#### ESTRATTO SELEZIONATO:
============================================================
POCO F4 GT Recensione: flagship killer alla riscossa

Forse non avete sentito parlare degli smartphone prodotti da POCO. Nel caso non vi possiamo biasimare: POCO è brand relativamente giovane, nato come “ramo cadetto” di Xiaomi, come costola dedicata al settore dei device “mid-range”, in più i suoi prodotti più audaci non sono mai arrivati nei negozi italiani. Dalla fine del 2020, tuttavia, POCO ha iniziato il percorso per divenire un’entità autonoma separata dalla casa madre ed è ormai pronta per flettere i muscoli e mostrare al mondo intero le sue reali potenzialità. POCO ha dunque annunciato la commercializzazione sui nostri lidi del POCO F4 GT, il primo “GT” mai distribuito dall’azienda sul nostro territorio, un apparecchio con cui abbiamo avuto modo di passare un po’ di tempo arrivando al punto di convincerci che ci siano buoni motivi per confidare che POCO riesca a farsi largo nell’ecosistema dei device elettronici.

POCO F4 GT visto da fuori

Le proposte GT di POCO sono caratterizzate da scocche particolari e riconoscibili, da un design accattivante e da scritte che promuovono al pubblico la presenza del brand. POCO, in altre parole, vuole farsi riconoscere e nel caso del POCO F4 GT lo fa ponendosi in equilibrio tra il look eccentrico della telefonia da gaming e l’ingessata eleganza delle estetiche tradizionali. Le linee sono sobrie, tuttavia non nascondono il marcato carattere che si cela al di là del suo vetro Gorilla Glass, quello di un prodotto grintoso che strizza parecchio l’occhio al settore videoludico. Basta infatti accarezzare la cornice metallica del device per incappare in due slider la cui pressione rivela dei pulsanti dorsali, veri e propri “grilletti” videoludici che normalmente si celano magneticamente nel corpo della macchina, ma che possono essere sguainati all’evenienza.
============================================================
#### DATI FORNITI:
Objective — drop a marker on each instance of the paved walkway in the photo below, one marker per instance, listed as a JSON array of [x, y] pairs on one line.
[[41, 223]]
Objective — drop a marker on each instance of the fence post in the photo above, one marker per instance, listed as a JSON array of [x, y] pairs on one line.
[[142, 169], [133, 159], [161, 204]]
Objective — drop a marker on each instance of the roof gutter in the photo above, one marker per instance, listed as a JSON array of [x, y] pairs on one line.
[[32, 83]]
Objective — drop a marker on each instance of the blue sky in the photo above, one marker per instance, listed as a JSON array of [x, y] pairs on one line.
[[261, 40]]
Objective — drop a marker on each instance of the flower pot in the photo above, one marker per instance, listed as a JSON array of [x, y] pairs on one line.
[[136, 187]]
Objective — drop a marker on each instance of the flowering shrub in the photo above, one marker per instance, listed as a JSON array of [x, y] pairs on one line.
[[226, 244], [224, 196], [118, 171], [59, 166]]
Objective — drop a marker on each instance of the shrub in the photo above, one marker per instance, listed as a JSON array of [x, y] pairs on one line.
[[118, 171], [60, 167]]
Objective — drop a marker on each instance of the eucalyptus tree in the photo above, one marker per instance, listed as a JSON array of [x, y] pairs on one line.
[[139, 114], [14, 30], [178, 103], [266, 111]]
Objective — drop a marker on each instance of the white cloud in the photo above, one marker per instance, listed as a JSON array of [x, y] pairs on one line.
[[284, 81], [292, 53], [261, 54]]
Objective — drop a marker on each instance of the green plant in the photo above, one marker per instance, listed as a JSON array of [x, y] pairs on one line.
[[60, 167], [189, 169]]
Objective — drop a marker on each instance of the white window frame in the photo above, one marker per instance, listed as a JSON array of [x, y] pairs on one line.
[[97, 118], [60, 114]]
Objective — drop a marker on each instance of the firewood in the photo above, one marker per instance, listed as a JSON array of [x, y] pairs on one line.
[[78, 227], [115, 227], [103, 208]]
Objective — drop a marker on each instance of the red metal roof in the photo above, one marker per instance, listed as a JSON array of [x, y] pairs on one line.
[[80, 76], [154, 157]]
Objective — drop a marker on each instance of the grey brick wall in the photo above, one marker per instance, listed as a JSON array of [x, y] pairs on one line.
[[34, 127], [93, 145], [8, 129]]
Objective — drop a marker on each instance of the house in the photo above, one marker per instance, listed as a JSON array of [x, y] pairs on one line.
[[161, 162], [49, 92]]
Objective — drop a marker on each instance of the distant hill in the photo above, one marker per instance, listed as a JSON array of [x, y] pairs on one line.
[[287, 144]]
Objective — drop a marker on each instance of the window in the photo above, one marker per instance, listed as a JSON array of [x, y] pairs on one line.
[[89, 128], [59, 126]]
============================================================
#### COSA FARE:
A. In base alla recensione del POCO F4 GT, indicare se ciascuna affermazione è corretta (sì o no) e citare le parole del testo che lo stabiliscono: (i) POCO è nato come ramo cadetto di Xiaomi; (ii) il POCO F4 GT è il secondo modello GT distribuito da POCO in Italia; (iii) i pulsanti dorsali del dispositivo restano sempre esposti.
B. Tradurre in inglese la seguente frase della recensione del POCO F4 GT: "POCO, in altre parole, vuole farsi riconoscere e nel caso del POCO F4 GT lo fa ponendosi in equilibrio tra il look eccentrico della telefonia da gaming e l’ingessata eleganza delle estetiche tradizionali."

#### SOLUZIONI:
A.
(i) Sì: "nato come “ramo cadetto” di Xiaomi".
(ii) No: "il primo “GT” mai distribuito dall’azienda sul nostro territorio".
(iii) No: "normalmente si celano magneticamente nel corpo della macchina".

B. In other words, POCO wants to be recognized, and in the case of the POCO F4 GT it does so by striking a balance between the eccentric look of gaming phones and the stiff elegance of traditional designs.